-- Data listing --

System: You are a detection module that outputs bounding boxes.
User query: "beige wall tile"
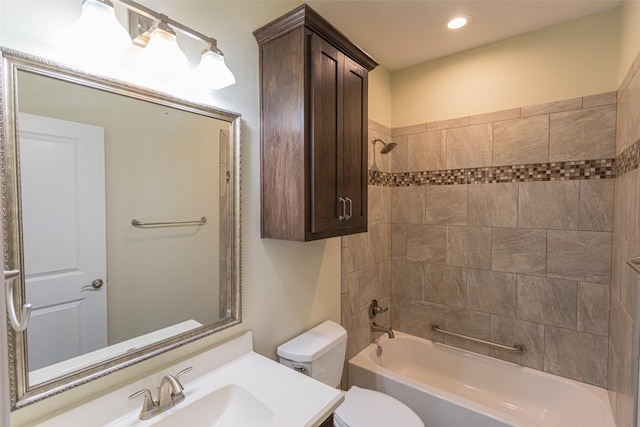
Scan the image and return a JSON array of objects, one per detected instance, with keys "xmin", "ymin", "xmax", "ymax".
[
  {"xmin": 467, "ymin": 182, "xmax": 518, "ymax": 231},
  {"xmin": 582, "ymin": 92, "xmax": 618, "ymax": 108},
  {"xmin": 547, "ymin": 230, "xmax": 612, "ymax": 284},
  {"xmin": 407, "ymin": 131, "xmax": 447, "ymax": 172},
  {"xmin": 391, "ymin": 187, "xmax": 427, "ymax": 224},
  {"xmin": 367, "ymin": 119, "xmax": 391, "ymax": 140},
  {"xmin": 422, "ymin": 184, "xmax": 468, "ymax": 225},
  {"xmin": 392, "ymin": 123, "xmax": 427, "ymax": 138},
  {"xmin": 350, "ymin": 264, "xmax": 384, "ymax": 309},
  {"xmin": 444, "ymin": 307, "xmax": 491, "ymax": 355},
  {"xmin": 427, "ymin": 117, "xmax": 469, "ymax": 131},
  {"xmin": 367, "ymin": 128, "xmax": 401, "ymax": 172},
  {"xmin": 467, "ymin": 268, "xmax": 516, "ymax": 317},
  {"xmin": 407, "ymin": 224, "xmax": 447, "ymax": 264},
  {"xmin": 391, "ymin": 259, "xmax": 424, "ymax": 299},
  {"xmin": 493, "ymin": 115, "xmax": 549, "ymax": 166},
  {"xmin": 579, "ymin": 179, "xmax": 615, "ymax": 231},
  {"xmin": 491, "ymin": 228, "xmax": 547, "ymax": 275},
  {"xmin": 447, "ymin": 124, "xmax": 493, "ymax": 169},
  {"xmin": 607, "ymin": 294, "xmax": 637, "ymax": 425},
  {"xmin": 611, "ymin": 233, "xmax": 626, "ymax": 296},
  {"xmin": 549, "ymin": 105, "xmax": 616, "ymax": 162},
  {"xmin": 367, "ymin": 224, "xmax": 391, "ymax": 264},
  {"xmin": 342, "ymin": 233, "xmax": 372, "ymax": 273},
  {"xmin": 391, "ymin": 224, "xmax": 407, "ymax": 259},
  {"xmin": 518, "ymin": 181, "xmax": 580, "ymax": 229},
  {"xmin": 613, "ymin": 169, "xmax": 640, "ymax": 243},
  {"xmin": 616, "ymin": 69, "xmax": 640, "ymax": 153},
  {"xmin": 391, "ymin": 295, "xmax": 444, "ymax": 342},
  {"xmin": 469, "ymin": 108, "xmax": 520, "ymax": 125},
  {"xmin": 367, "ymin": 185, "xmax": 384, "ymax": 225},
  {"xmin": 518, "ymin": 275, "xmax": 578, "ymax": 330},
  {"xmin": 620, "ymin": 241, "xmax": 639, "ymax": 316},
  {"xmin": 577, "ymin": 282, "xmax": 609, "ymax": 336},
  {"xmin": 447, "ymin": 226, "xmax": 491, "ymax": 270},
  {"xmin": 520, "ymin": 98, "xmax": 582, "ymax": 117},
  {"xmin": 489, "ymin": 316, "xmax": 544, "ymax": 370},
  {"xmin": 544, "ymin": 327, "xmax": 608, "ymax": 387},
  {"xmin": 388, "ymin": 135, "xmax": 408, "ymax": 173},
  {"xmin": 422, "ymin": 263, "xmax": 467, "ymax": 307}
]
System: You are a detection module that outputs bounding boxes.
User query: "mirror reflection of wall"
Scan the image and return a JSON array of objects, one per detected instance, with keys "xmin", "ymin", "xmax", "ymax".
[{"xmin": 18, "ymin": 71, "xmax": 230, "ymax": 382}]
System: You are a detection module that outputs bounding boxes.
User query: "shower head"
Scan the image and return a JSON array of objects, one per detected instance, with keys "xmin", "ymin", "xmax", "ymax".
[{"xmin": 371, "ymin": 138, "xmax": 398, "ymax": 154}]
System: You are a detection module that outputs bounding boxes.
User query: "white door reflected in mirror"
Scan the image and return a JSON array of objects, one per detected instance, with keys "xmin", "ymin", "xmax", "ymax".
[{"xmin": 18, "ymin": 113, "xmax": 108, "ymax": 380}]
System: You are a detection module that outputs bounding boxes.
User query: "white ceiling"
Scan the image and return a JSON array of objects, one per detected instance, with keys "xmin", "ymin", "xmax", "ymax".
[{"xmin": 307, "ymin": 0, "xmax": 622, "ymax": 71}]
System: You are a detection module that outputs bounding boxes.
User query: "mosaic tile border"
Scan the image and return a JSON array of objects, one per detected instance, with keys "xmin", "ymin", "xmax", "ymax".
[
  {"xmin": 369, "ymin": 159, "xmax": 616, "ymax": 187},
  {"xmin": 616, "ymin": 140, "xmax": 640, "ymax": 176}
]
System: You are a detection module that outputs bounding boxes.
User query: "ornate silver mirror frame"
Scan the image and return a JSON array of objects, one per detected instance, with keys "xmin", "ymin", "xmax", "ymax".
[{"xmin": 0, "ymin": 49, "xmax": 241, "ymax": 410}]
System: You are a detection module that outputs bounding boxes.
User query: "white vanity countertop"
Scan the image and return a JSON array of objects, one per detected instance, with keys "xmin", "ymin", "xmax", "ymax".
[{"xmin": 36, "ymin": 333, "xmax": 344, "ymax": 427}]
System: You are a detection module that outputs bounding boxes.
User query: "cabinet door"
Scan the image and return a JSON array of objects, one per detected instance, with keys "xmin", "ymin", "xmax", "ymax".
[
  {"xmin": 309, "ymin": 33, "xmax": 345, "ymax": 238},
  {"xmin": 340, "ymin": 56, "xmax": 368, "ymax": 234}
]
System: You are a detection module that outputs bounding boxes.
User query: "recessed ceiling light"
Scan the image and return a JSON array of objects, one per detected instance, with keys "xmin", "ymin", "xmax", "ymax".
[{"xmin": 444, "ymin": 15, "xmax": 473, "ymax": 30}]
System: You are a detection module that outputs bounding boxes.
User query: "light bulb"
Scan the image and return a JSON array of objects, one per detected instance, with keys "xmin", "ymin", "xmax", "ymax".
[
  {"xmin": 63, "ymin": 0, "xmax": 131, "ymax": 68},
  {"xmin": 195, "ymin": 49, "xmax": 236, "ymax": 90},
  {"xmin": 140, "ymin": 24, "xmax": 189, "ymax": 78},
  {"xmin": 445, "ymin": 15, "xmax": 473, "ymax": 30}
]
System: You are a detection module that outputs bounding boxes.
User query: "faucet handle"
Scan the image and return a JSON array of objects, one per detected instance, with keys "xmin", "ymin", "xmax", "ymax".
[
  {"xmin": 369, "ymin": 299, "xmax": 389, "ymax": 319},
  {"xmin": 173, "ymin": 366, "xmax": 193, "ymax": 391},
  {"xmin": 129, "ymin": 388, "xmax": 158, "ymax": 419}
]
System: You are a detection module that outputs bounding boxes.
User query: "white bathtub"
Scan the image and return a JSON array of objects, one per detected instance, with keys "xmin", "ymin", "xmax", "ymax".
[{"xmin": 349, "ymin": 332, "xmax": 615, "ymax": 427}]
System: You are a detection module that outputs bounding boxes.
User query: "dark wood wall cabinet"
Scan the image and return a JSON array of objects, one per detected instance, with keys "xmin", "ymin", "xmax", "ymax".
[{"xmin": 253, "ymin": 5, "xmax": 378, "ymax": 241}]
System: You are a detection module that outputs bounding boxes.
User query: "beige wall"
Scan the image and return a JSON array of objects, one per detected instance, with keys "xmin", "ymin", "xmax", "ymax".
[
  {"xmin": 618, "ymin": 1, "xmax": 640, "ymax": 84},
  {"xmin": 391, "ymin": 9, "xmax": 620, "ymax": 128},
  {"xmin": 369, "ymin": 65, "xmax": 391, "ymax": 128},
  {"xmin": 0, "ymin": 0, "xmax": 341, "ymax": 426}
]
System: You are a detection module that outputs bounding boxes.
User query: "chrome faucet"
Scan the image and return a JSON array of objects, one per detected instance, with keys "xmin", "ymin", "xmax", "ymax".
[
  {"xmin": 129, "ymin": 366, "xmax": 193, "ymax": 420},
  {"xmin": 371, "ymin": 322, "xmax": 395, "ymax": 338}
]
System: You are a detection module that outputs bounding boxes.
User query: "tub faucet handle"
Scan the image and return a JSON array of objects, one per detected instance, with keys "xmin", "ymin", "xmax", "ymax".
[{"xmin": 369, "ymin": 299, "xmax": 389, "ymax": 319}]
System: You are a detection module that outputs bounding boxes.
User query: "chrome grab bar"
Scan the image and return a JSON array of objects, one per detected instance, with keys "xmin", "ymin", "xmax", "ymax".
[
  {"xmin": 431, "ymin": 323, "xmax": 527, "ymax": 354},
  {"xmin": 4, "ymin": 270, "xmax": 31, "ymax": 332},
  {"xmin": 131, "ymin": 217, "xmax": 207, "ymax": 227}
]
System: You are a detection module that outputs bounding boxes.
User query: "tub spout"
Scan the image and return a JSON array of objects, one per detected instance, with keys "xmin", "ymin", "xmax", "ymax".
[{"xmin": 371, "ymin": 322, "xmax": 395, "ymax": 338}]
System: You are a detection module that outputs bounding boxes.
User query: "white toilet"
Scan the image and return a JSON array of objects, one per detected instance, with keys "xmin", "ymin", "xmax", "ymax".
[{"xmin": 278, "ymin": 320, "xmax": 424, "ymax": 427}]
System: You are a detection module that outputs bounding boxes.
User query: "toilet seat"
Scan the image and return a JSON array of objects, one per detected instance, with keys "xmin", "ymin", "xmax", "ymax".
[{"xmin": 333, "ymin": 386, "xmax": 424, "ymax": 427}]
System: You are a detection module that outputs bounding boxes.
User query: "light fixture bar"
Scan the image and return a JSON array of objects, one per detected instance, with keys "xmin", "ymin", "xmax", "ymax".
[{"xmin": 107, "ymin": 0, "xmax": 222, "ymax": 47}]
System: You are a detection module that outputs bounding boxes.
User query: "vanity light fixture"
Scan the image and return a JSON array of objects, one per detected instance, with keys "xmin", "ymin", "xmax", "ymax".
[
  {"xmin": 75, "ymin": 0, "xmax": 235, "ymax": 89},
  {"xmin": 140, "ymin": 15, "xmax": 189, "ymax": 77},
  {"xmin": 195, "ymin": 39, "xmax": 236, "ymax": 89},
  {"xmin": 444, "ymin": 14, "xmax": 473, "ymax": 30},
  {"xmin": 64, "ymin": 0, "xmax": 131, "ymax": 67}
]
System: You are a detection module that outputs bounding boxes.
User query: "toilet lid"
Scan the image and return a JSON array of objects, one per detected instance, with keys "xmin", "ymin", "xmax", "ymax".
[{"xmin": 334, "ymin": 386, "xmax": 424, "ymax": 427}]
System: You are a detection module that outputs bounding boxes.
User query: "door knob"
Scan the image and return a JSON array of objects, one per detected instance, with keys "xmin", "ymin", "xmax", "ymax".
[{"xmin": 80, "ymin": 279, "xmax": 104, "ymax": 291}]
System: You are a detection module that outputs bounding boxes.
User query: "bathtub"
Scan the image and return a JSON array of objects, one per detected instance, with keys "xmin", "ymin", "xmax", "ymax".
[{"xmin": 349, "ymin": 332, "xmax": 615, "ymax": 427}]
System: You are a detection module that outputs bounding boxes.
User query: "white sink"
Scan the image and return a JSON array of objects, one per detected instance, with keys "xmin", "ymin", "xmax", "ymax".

-- Request --
How many lines in the listing above contain the string "light"? Reply with the number alone.

-- Output of the task --
4